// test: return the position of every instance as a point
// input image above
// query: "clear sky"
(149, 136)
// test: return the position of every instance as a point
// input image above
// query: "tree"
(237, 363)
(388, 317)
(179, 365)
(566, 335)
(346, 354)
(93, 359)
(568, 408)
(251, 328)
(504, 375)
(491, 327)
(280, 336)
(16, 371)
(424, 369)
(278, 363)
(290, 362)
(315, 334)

• **Prompt**: Nothing in the material should be left out; output it exactly.

• **Result of the exercise**:
// test: return the position of every instance as a point
// input image above
// query: "clear sky"
(149, 136)
// test: return the position of every instance as a point
// input image above
// query: "tree"
(237, 363)
(388, 317)
(179, 365)
(566, 335)
(346, 354)
(93, 359)
(568, 408)
(251, 328)
(504, 375)
(491, 327)
(280, 336)
(16, 371)
(424, 369)
(278, 363)
(290, 362)
(315, 334)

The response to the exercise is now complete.